• Exercise
Rewrite the entries below, changing every "bounding box" to "labeled rectangle" and keeping everything else the same.

• Given entries
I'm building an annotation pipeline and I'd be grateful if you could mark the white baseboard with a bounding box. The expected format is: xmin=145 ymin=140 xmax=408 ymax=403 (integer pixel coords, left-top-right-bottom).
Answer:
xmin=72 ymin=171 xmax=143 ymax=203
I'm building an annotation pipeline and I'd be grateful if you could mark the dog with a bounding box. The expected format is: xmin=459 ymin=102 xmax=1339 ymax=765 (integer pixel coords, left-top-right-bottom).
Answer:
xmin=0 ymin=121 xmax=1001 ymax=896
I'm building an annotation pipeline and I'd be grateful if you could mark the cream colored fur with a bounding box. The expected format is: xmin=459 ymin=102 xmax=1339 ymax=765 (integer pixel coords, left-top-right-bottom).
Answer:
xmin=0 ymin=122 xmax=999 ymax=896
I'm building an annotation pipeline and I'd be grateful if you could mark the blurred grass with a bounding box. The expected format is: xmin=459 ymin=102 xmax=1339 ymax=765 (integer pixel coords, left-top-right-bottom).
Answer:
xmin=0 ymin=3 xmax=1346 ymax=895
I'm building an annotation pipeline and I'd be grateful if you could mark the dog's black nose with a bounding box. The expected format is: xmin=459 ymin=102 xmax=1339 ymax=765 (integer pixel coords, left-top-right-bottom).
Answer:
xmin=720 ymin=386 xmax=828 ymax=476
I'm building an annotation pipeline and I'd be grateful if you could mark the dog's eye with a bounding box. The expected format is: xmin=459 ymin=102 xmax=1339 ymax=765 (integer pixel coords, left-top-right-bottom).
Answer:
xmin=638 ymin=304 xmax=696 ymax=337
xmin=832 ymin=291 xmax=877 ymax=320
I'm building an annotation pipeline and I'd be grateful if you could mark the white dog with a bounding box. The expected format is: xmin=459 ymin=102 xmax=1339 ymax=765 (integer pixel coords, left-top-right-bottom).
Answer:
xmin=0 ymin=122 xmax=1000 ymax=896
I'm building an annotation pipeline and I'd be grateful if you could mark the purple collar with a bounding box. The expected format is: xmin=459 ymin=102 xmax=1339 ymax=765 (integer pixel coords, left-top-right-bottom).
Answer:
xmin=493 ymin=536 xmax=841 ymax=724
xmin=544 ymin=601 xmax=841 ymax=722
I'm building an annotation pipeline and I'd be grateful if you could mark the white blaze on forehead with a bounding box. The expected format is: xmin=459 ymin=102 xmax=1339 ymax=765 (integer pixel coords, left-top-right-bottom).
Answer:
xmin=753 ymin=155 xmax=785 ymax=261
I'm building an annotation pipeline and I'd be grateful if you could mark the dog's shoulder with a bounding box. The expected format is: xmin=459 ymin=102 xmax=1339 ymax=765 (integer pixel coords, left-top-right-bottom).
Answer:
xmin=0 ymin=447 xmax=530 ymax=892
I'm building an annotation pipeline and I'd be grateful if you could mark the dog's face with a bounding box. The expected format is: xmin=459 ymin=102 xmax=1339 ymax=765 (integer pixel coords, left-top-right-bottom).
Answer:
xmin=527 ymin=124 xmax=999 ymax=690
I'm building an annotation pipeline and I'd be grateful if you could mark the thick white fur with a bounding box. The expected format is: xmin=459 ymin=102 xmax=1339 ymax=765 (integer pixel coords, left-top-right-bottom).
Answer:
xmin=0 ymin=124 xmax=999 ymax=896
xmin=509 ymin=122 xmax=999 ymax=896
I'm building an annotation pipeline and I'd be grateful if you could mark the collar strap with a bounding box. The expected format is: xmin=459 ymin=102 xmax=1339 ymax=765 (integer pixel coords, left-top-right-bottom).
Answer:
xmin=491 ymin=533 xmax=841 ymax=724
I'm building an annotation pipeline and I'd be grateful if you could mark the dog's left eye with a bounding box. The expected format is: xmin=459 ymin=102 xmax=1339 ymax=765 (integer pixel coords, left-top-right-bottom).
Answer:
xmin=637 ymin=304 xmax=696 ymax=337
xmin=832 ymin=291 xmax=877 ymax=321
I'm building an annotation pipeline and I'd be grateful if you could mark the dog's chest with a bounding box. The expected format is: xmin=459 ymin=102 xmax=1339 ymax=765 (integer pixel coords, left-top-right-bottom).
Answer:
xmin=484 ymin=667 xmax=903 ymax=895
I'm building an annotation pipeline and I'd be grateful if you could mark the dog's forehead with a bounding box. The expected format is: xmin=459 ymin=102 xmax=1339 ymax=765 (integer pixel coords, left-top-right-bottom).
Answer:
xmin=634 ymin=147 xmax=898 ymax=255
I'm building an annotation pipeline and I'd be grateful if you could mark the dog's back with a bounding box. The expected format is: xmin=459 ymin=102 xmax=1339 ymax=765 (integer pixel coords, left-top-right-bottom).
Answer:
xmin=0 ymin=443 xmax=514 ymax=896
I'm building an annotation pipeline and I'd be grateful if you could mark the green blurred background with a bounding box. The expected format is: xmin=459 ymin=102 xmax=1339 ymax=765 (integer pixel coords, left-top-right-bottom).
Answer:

• Result of the task
I'm building an annotation pipeline and I'd be grateful if you could mark the white baseboard with a labeled rectangle. The expected format is: xmin=145 ymin=140 xmax=408 ymax=403 (integer pixel coords, left-top-right-bottom).
Answer:
xmin=72 ymin=171 xmax=143 ymax=203
I'm building an annotation pipeline and I'd be grateful if you could mark the dog with a labeled rectangle. The expected format is: xmin=459 ymin=102 xmax=1339 ymax=765 (integer pixel coords, left-top-right-bottom).
Answer:
xmin=0 ymin=121 xmax=1001 ymax=896
I'm building an annotation pipeline and I'd be grateful if you could mark the cream colored fur with a labeled rectangle. The expected format is: xmin=459 ymin=102 xmax=1339 ymax=765 (integer pixel coords, left-top-right-bottom).
Answer:
xmin=0 ymin=122 xmax=999 ymax=896
I'm building an annotation pipeline and I'd be grateful if you could mark the blurred grass with a labeled rectangle. The expected format is: xmin=459 ymin=102 xmax=1339 ymax=765 (integer pixel coords, left-top-right-bottom).
Answer:
xmin=0 ymin=3 xmax=1346 ymax=895
I'm building an annotation pipeline and I'd be grateful if you could mark the dog's black nose with a labeled rectangle. The expected format is: xmin=459 ymin=102 xmax=1339 ymax=765 (integer pixel coords, left-top-right-bottom).
Answer:
xmin=720 ymin=386 xmax=828 ymax=476
I'm building an annotation pipeline and I'd be grateful if you could mark the dog's eye with a labeled rectangle. The expected format is: xmin=459 ymin=102 xmax=1339 ymax=765 (integer pixel coords, left-top-right-bottom).
Answer:
xmin=638 ymin=304 xmax=696 ymax=337
xmin=832 ymin=291 xmax=877 ymax=320
I'm building an annotation pipeline and I'd be grateful if you could mark the white dog with a labeled rectangle. The expected format is: xmin=459 ymin=102 xmax=1339 ymax=765 (integer pixel coords, left-top-right-bottom).
Answer:
xmin=0 ymin=122 xmax=1000 ymax=896
I'm building an annotation pipeline and I'd be grateful if you could mark the purple collar with a labeled rectangle. The expected format is: xmin=459 ymin=102 xmax=1339 ymax=765 (integer pixel coords, left-top-right-bottom).
Answer:
xmin=493 ymin=536 xmax=841 ymax=724
xmin=544 ymin=601 xmax=841 ymax=722
I'm building an annotation pipeline and I'd be grateful if you could mark the white blaze on forehead with a labeled rectangle. The expected format is: xmin=459 ymin=102 xmax=1339 ymax=765 (integer pixel coords, left-top-right-bottom).
Answer:
xmin=753 ymin=155 xmax=785 ymax=261
I'm building an annotation pipeline and I'd be grateful if you could mark the dog's shoulder with a labeled rectangle. The expected format is: xmin=459 ymin=102 xmax=1339 ymax=765 (integer pixel coords, left-top-right-bottom).
Answer:
xmin=0 ymin=447 xmax=530 ymax=892
I'm building an annotation pipeline and I'd be grateful if you could mark the dog's face with a labeled rectangle. The expected format is: xmin=459 ymin=102 xmax=1339 ymax=765 (integer pixel coords, left-top-right-bottom).
Answer:
xmin=527 ymin=124 xmax=999 ymax=690
I'm building an annotation pipeline and I'd be grateful if you could mark the thick white fur with a labeled rectangle. The expected format is: xmin=459 ymin=102 xmax=1339 ymax=765 (integer pixel coords, left-top-right-bottom).
Answer:
xmin=0 ymin=124 xmax=999 ymax=896
xmin=509 ymin=122 xmax=999 ymax=896
I'm building an annotation pipeline and I'd be grateful if you could mark the collar strap with a labeled rectangle. The expected format is: xmin=459 ymin=102 xmax=1339 ymax=765 (integer pixel coords, left-top-right-bottom).
Answer:
xmin=491 ymin=533 xmax=841 ymax=724
I'm building an annotation pipeline and I'd be grateful if you could mark the dog's left eye with a labeled rectangle. The expected format is: xmin=459 ymin=102 xmax=1339 ymax=765 (integer pixel coords, left-top-right-bottom).
Answer:
xmin=637 ymin=304 xmax=696 ymax=337
xmin=832 ymin=291 xmax=877 ymax=321
I'm building an annotation pipeline and I'd be grateful if you could mark the dog's chest with a labeled rectangle. The expected format is: xmin=459 ymin=102 xmax=1339 ymax=765 (integer pixel coords, left-top-right-bottom).
Answer:
xmin=484 ymin=667 xmax=903 ymax=895
I'm building an annotation pipeline and I'd be grateful if you could mark the dog's forehead with a labeled rectangle. The expected format is: xmin=459 ymin=102 xmax=1339 ymax=765 (integer pixel coords, left-top-right-bottom).
Answer:
xmin=634 ymin=147 xmax=898 ymax=255
I'm building an annotation pipeline and I'd be grateful if you could mark the dog's back with a labeled rectangle. The expected format is: xmin=459 ymin=102 xmax=1339 ymax=765 (integer pixel coords, left-top-right-bottom).
Answer:
xmin=0 ymin=443 xmax=514 ymax=896
I'm building an annotation pipeline and I'd be grateful if you could mark the green blurred background with a labeled rectangle. The expected format is: xmin=459 ymin=102 xmax=1339 ymax=765 (integer pixel coords, left-top-right-bottom).
Answer:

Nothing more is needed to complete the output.